My boyfriend and I have been together going on six years as of 2024. We’ve been through the worst and yet, the absolute best as of 2023, when our life forever changed due to our rainbow baby boy being born.

In 2020, I experienced my first miscarriage.

I hadn’t made it to an ultrasound yet, but I went to an OBGYN here in town where they confirmed the pregnancy test was positive. Shortly after, the same week, I heavily bled and knew what had happened. I had to be very early.

We tried for three years, and in November of 2022, I got pregnant again unexpectedly after thinking there had to be something wrong with us. The test was positive, and I set my appointment to come in at my local OBGYN. Excited beyond words, we went in not knowing our hearts would yet again be shattered hearing the words, “There is no heartbeat. “ I was supposed to be eight weeks, but the baby measured six weeks. Devastated and confused, I got a call with the results that my HCG had dropped and that my pregnancy was nonviable. A few weeks later, I experienced the horrific pain of yet another miscarriage. Soon after, I isolated myself, and my world turned dark. Hearing from others, “Some people can’t have kids,” I believed just that. Support from my boyfriend helped me stay positive in knowing we can always try again when we are ready.

Shortly after, a month later, unexpectedly without trying, something told me to take a test when I didn’t feel well.

My intuition just did that. And there it was. A positive test. My worst fear, but something my heart wanted badly. I then took another test, and both said positive. I cried just knowing I would have another miscarriage, expecting the absolute worst, not wanting to experience the physical and mental pain of losing another baby yet again. I set an appointment yet again at my local OBGYN. Due to it being a month apart, I was able to be seen very soon.

I hesitated at the ultrasound, with the words being in the back of my head that this baby, too, would have no heartbeat. But little did I know, I was six weeks with a heartbeat loud and clear. My heart turned warm that day with tears of joy, holding on but still not attaching myself.

WORK INSTRUCTIONS:
A. List every year mentioned in the account of pregnancy loss and the rainbow baby.
B. In the account of pregnancy loss, what words did the couple hear at the appointment after the November 2022 positive test?
C. Carry on the account of pregnancy loss and the rainbow baby from the point where it stops.

GIVEN INFORMATION:

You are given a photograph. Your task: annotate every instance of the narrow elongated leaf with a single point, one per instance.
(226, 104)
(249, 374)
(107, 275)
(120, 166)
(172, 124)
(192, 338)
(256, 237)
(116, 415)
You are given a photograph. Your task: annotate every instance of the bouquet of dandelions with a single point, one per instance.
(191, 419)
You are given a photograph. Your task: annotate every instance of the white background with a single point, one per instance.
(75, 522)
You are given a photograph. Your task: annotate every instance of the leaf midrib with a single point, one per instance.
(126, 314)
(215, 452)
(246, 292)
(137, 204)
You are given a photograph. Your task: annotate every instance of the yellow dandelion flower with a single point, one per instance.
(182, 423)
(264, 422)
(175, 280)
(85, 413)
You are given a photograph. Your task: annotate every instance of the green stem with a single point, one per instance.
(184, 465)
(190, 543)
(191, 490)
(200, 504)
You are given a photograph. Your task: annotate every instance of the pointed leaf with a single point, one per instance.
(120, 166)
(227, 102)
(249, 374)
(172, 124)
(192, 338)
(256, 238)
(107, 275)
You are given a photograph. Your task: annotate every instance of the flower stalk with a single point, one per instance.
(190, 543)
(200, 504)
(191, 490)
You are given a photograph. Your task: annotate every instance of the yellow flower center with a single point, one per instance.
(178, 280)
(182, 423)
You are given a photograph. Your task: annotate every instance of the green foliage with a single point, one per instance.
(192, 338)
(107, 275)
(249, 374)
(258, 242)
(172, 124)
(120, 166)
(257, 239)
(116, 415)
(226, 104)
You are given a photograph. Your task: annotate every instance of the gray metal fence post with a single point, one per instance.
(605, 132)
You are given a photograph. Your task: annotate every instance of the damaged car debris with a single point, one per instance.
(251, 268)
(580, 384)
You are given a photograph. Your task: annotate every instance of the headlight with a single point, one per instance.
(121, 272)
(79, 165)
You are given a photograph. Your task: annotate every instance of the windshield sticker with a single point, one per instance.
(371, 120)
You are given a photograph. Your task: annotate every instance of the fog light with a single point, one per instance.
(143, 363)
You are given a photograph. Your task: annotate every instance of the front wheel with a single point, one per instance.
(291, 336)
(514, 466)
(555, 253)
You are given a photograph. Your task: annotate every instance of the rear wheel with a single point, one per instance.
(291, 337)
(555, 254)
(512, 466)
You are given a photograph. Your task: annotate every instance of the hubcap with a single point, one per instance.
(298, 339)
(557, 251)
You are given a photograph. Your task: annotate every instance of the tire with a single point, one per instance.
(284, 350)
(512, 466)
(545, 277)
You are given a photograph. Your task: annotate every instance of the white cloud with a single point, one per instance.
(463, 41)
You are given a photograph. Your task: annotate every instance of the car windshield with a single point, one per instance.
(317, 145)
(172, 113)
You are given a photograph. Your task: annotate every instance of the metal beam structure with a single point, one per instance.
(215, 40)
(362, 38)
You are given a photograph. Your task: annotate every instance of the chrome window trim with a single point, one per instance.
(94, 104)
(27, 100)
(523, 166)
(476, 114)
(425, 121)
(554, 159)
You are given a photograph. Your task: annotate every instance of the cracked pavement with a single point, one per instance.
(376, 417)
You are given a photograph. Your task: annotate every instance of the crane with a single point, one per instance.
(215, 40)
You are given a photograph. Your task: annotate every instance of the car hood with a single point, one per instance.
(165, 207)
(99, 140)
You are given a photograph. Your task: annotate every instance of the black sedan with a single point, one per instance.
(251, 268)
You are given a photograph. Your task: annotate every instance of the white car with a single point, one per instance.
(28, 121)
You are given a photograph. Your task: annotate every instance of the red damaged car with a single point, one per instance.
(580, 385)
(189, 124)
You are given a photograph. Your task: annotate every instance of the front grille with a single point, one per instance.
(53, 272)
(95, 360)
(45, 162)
* * *
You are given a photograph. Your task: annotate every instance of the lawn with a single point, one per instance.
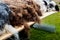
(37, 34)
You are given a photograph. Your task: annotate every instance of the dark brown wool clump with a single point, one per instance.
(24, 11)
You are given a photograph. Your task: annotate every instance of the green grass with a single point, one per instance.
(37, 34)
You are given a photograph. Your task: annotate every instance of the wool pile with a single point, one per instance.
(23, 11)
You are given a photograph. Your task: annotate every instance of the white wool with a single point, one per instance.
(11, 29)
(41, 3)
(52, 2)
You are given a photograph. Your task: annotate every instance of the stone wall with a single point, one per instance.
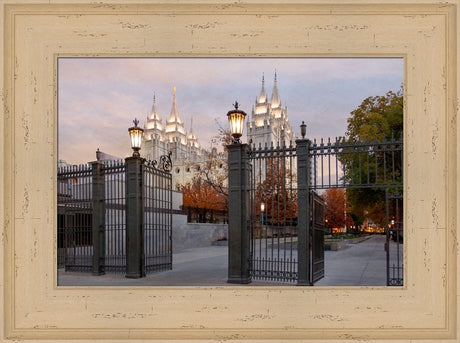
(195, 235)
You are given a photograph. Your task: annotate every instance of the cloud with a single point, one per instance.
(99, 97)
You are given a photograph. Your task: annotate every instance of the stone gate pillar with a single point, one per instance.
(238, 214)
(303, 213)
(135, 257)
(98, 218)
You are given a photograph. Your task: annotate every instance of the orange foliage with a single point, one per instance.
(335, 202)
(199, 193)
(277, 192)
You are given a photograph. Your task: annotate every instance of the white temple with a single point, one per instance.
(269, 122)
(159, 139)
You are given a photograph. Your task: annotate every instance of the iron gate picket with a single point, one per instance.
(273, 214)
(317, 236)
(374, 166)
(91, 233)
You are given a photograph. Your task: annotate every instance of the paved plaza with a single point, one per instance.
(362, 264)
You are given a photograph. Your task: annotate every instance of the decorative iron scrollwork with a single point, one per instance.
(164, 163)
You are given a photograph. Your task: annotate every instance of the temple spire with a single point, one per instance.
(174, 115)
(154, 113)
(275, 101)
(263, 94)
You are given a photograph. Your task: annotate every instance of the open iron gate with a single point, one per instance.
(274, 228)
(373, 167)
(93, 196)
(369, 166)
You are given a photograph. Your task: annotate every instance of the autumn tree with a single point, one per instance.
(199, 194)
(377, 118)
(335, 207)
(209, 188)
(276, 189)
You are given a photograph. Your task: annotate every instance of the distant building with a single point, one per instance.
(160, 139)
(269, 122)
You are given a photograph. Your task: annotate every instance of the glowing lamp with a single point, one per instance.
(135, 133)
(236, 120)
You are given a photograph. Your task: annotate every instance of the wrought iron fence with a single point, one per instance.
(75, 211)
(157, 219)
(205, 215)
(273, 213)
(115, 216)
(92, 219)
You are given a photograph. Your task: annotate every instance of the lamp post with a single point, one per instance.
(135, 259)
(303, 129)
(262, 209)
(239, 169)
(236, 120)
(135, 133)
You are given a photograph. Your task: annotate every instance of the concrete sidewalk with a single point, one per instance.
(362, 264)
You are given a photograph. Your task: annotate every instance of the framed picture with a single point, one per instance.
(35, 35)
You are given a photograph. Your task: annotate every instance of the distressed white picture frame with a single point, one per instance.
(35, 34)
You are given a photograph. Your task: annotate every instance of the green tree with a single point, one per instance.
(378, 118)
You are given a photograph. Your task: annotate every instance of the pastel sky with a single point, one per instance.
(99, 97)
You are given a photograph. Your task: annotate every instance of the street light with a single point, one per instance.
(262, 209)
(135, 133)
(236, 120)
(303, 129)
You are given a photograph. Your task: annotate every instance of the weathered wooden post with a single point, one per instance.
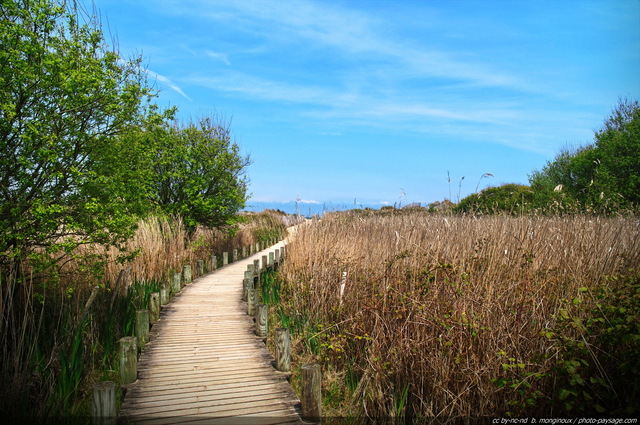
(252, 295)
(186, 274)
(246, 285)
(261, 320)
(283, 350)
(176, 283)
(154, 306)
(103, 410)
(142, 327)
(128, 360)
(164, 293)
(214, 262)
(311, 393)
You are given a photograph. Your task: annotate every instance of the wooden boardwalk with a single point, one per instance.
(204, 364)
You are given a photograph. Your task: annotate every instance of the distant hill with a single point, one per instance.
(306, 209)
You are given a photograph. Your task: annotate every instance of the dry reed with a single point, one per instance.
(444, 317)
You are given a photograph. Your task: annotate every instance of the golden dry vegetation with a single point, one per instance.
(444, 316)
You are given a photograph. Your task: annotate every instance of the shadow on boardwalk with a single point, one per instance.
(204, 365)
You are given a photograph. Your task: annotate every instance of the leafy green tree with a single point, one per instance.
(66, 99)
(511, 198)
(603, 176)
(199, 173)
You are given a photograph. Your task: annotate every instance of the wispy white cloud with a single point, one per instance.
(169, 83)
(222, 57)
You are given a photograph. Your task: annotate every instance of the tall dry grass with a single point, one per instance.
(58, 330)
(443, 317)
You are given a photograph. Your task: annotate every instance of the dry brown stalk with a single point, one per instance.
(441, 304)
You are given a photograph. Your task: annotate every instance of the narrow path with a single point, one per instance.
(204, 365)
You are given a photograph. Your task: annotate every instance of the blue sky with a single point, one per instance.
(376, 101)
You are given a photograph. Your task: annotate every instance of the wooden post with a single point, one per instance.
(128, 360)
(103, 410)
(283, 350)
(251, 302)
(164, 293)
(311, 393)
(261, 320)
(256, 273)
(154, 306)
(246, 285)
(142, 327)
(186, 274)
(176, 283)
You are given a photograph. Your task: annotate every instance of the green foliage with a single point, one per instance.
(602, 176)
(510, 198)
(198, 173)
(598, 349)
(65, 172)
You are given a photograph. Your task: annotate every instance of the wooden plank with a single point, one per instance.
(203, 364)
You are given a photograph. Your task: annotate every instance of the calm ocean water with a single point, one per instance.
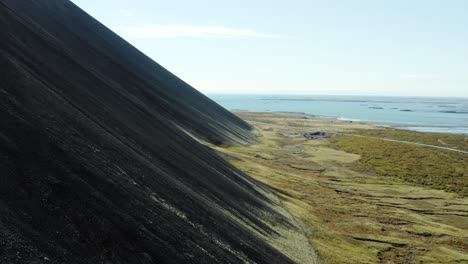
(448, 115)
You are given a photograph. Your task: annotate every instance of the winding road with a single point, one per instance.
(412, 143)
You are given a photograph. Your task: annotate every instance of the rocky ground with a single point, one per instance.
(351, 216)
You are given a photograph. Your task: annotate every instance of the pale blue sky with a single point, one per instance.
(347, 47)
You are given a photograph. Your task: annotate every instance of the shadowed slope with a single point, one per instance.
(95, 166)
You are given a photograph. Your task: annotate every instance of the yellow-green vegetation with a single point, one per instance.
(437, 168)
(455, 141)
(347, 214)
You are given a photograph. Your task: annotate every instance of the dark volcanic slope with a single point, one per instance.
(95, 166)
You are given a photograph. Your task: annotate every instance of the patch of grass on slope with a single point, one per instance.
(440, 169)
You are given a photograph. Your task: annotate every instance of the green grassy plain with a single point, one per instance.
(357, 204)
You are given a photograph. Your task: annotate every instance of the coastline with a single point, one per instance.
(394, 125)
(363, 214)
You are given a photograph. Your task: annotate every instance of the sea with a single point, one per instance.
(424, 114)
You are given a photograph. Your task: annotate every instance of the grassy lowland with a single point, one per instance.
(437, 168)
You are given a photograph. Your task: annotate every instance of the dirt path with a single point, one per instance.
* * *
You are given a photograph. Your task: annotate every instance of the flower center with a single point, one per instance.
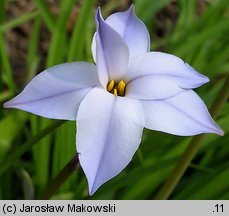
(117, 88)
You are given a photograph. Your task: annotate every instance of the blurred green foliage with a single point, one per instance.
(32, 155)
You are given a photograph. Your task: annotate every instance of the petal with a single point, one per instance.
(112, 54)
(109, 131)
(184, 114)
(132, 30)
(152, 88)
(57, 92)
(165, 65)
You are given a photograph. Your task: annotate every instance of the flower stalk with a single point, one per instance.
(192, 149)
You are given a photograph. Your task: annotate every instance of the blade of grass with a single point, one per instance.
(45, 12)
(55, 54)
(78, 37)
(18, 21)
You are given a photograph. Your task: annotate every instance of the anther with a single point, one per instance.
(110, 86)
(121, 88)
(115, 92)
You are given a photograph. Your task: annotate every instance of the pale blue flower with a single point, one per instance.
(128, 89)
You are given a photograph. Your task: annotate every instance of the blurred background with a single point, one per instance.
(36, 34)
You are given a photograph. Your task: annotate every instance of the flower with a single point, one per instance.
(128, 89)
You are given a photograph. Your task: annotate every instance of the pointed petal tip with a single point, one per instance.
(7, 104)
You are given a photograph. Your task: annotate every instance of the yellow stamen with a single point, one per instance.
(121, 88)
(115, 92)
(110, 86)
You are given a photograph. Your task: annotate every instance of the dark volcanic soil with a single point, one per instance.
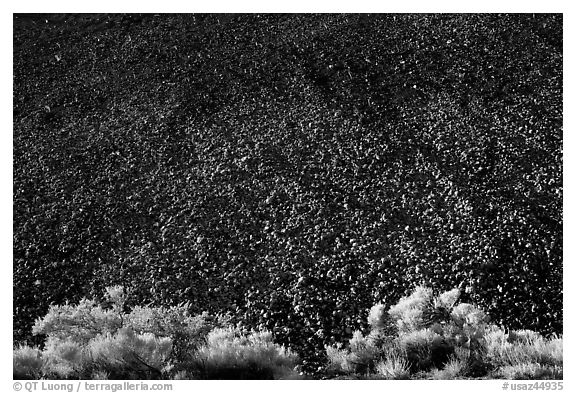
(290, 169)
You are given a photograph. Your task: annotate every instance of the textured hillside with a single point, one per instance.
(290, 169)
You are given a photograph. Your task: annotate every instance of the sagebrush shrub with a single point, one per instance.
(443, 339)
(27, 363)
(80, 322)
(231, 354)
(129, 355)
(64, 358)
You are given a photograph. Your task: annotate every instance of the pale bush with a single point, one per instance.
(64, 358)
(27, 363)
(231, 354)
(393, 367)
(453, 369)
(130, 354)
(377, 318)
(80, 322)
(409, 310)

EXERCISE ANSWERS:
A. 2024, 2023, 2020, 2022

B. "There is no heartbeat."

C.
Haylie pregnant on a beach - Chosen: A Rainbow Birth Story

Author’s Personal Collection/Haylie Beltran

As the next appointments went by, every appointment was scary. I nearly cried just about every time. We had high hopes and kept our faith that everything would be okay. Throughout, our baby was thriving.

Haylie at her baby shower - Chosen: A Rainbow Birth Story

Author’s Personal Collection/Haylie Beltran

Our son’s due date was November 2023, the same month I got pregnant with our last baby, who we lost in a short time. Not only that, but the due date was 11/11/23. Those numbers gave me hope that this was the one—a miracle, truly.

Haylie holding her baby shortly after birth - Chosen: A Rainbow Birth Story

Author’s Personal Collection/Haylie Beltran

We officially met our baby boy on November 4th, 2023.

Newborn in a hospital basinet - Chosen: A Rainbow Birth Story

Author’s Personal Collection/Haylie Beltran

Due to him being breech nearly the whole pregnancy, we met our rainbow baby sooner than expected. I was in total shock and excitement, with tears of joy. He is a miracle and a blessing. I found out during the surgery that I have a bicornuate uterus, which makes it hard to carry a pregnancy.

Baby on rainbow milestone blanket - Chosen: A Rainbow Birth Story

Author’s Personal Collection/Haylie Beltran

We knew then his middle name had to be Chosen.

Haylie and her family at Christmas - Chosen: A Rainbow Birth Story

Author’s Personal Collection/Haylie Beltran

Ky’air Chosen Brown is thriving.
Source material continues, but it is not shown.